### WHAT TO DO
Your task is to transcribe all of the records exactly and leave out the pictures.

### RECORD EXCERPTS

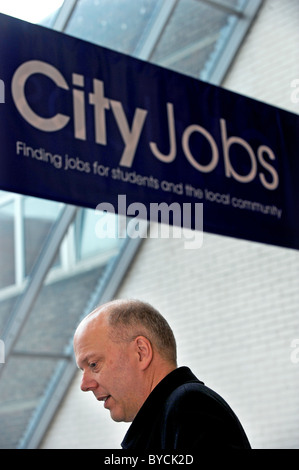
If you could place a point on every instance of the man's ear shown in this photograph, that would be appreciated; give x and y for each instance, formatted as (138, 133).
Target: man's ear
(144, 350)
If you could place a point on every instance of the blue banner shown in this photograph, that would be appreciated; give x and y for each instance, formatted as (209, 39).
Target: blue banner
(83, 124)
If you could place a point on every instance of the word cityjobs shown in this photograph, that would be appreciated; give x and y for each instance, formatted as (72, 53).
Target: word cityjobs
(267, 174)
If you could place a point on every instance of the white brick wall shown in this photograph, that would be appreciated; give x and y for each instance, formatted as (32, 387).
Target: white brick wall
(233, 305)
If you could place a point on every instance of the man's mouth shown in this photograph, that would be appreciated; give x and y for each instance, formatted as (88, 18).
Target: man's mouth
(104, 398)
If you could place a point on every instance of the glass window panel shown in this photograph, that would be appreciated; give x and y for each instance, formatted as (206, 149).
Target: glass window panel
(116, 24)
(190, 37)
(97, 233)
(7, 251)
(39, 216)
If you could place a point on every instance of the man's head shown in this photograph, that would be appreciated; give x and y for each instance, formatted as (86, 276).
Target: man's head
(124, 348)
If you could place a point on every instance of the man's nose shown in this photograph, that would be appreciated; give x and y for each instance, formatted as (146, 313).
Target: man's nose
(88, 383)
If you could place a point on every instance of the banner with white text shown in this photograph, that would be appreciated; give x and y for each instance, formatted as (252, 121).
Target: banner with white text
(83, 124)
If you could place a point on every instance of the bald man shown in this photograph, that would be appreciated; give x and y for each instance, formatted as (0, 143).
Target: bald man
(127, 353)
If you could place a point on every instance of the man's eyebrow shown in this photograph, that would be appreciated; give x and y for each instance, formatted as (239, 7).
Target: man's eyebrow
(88, 357)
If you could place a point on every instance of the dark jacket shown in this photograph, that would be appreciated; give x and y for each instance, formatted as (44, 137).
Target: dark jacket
(182, 413)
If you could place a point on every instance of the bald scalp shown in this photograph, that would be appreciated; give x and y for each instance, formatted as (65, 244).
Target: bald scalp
(128, 319)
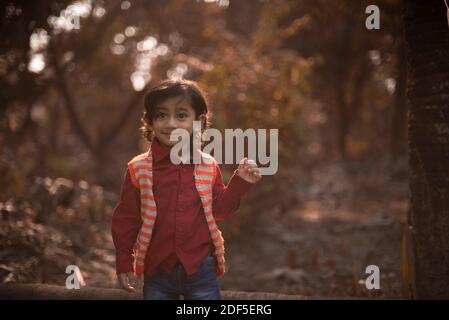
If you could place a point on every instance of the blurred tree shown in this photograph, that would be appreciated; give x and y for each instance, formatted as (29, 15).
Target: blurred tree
(427, 36)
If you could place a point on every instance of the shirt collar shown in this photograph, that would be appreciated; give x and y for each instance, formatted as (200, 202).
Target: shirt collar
(158, 152)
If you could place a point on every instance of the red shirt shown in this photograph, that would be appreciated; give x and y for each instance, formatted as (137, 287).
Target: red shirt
(180, 231)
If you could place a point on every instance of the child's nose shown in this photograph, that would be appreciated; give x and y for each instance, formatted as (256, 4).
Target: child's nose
(172, 123)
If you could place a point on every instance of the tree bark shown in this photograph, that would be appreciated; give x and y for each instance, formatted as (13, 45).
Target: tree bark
(427, 42)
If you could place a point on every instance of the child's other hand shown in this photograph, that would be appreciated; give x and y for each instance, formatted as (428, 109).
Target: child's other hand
(249, 171)
(127, 281)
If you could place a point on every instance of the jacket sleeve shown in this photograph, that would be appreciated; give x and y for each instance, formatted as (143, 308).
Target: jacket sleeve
(227, 198)
(126, 222)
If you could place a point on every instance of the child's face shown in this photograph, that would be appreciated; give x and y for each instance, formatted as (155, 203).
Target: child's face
(171, 114)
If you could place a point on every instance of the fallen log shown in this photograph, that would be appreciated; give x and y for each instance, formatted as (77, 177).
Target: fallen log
(52, 292)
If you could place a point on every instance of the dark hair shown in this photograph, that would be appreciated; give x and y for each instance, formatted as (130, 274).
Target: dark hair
(169, 89)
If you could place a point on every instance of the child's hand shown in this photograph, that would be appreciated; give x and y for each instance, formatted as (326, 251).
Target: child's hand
(127, 281)
(249, 171)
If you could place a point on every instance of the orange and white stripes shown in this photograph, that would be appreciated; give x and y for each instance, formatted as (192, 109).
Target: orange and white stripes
(141, 169)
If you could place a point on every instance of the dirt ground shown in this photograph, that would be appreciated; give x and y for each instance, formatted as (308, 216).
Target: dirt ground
(320, 247)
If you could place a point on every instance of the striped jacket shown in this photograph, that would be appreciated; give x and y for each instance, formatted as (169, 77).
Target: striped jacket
(141, 169)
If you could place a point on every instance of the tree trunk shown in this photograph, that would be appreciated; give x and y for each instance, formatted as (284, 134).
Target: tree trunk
(427, 41)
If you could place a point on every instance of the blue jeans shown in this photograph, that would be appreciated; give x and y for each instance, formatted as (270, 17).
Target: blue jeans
(202, 285)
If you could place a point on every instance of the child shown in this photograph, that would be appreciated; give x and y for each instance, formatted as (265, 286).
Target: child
(164, 226)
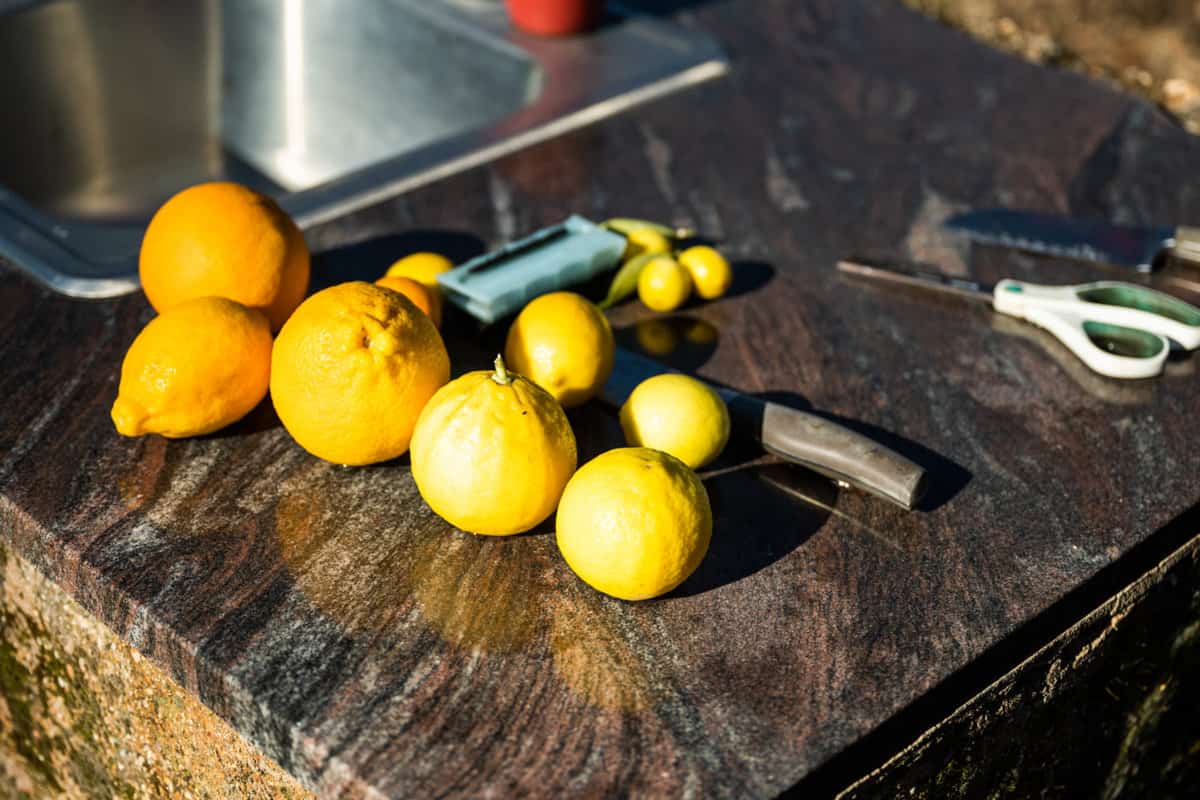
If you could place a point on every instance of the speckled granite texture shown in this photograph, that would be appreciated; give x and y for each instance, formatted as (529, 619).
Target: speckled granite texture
(331, 618)
(83, 715)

### CORRECT RESPONSE
If you could place a point on every instance of the man's ear shown in this photograph, that would be appreciated; give x and y for each instance, formatted as (138, 133).
Target: man's ear
(144, 350)
If you could place a point on every instance of the blue banner shown in this photograph, that would be appreciated; give x and y for each instance, formatted as (209, 39).
Target: blue banner
(83, 124)
If you could place a point on every instance of the word cityjobs shown in this photograph, that would be appreciated; give x and y for each instance, formatted as (72, 53).
Target: word cityjobs
(267, 174)
If you could place a point on every instance of the white brick wall shown in this photograph, that would be appreciated; give x and y for each instance, formatted as (32, 387).
Target: white brick wall
(233, 305)
If you could place a point on every instance of the man's mouth shown in this photograph, that would be appreciated; give x and y for each instance, formatted as (88, 18).
Target: man's mouth
(104, 398)
If you could place a point on every instance of the glass window panel shown in this photograph, that would be appreciated; give x and y for each instance, formatted as (206, 149).
Target: glass window panel
(116, 24)
(190, 37)
(97, 233)
(7, 251)
(39, 216)
If you could place a point on every instance of the man's head shown in this photograph, that would be appreciated; give x and y for each instance, formatted as (86, 276).
Target: man's head
(124, 348)
If you could place a point on every instance of the man's nose shown in this photograph, that would be appreciated; give x and y for each instance, formatted as (146, 313).
Target: man's nose
(88, 383)
If you could place a point on every instance of the banner with white text shown in this photograph, that would be appreciated; give x and y for each instance, formatted as (252, 121).
Target: banner with white text
(83, 124)
If you could place a point on every instance of the bald man shown in this photograph, that would be appreciated; give x and y for each instance, formatted as (0, 143).
Target: bald man
(127, 353)
If you could place a point on every instance of the man's eyebrow shown in this photograph, that would be appreciated; give x and y for each instance, formatted as (239, 7).
Target: man's eyebrow
(88, 357)
If you could place a point on every instance of the dark jacket shown in this photograph, that would be appreciated; give x and y for each instance, formatted as (44, 137).
Target: dark jacket
(182, 413)
If you could place a point on every instance of the bald scalp shown in this photograph, that would be appreciated; give x and y for each instance, formatted as (65, 244).
Target: bald scalp
(128, 319)
If you could place a point on every instance of the blurred tree shown in this photograph, that would be appreciated; give x and y for each instance, formatted as (29, 15).
Target: blurred tree
(427, 36)
If you could place a point on every instance of the shirt collar shown in this photograph, that would be appreciated; give x and y for each instance, formatted as (200, 202).
Target: shirt collar
(158, 152)
If you could place a point on every instance of the red shirt shown in this photograph, that would be appreciated; give x and y for each instance, formatted as (137, 287).
Target: red shirt
(180, 231)
If you could place a point on every instance of the child's nose shown in this photograph, that would be appreciated; give x and y for each instance, formatted as (256, 4).
Target: child's nose
(172, 123)
If you could place a point on every instance of the tree bark shown in this photograph, that would be appreciated; give x and y for each instance, formatted as (13, 45).
Target: tree bark
(427, 42)
If you could place a point on every instance of the child's other hand shown in this photograph, that would be appreciated; give x and y for each instance, formatted as (428, 109).
Target: child's other hand
(249, 171)
(127, 281)
If you could place a point on every instance of the jacket sleeve shown in this photograph, that would be appreciated; give x and y for each instance, formatted as (143, 308).
Target: jacket sleeve
(227, 198)
(126, 222)
If you could place a point on every instance of the child's face shown in this photograph, that would be appreciated; give x and y for each instance, formatted as (155, 203).
Target: child's face
(171, 114)
If you could place a point on every instance of the fallen log shown in this photograph, that would be appreciated; give x and y for each instance, formatted as (77, 177).
Target: fallen log
(52, 292)
If you could place a point on every instance of the dark hair shown in this photograph, that would be appreciated; give x and y for each instance, formatted as (130, 274).
Target: dark hair
(169, 89)
If you could place a point on every instance of the child's hand shown in this photograph, that would be appreciated; give x and y for each instance, formatted as (326, 251).
Target: child's hand
(127, 281)
(249, 171)
If you could place a point on every instance of the orange and white stripes shown in this photograph, that would be appreciated; give x and y for each instance, formatted as (192, 109).
Target: orange and white stripes
(141, 169)
If you could place a point on every instance of the dirt ground shown in this photograph, that would be appreciated; give x and y for each instance, formatted as (308, 216).
Target: dirt ground
(320, 247)
If you could place a point on every instance of the striped jacket shown in this photograph, that would be appreciated; give x and y for each instance, formatted as (169, 77).
Target: striped jacket
(141, 169)
If you could place a point on every instance of the tree trunk shown in this photograph, that would be appreciated; give x and y for each instance, formatted as (284, 134).
Target: tree trunk
(427, 41)
If you could place a point on every instance of the blue jeans shown in this photograph, that would be appreciated; give x and y for each instance, formatted as (270, 17).
Target: blue jeans
(202, 285)
If you could place a point on every instance of the child shown in this photograph, that would be appreciated; give x and y for each instance, formatted as (265, 286).
Target: child
(164, 226)
If you could place a point on every instance of the speckled granite texture shown in this photograph, that would be appreciated; give x and y for each instance, formatted as (529, 619).
Target: speckled granite texture
(331, 618)
(83, 715)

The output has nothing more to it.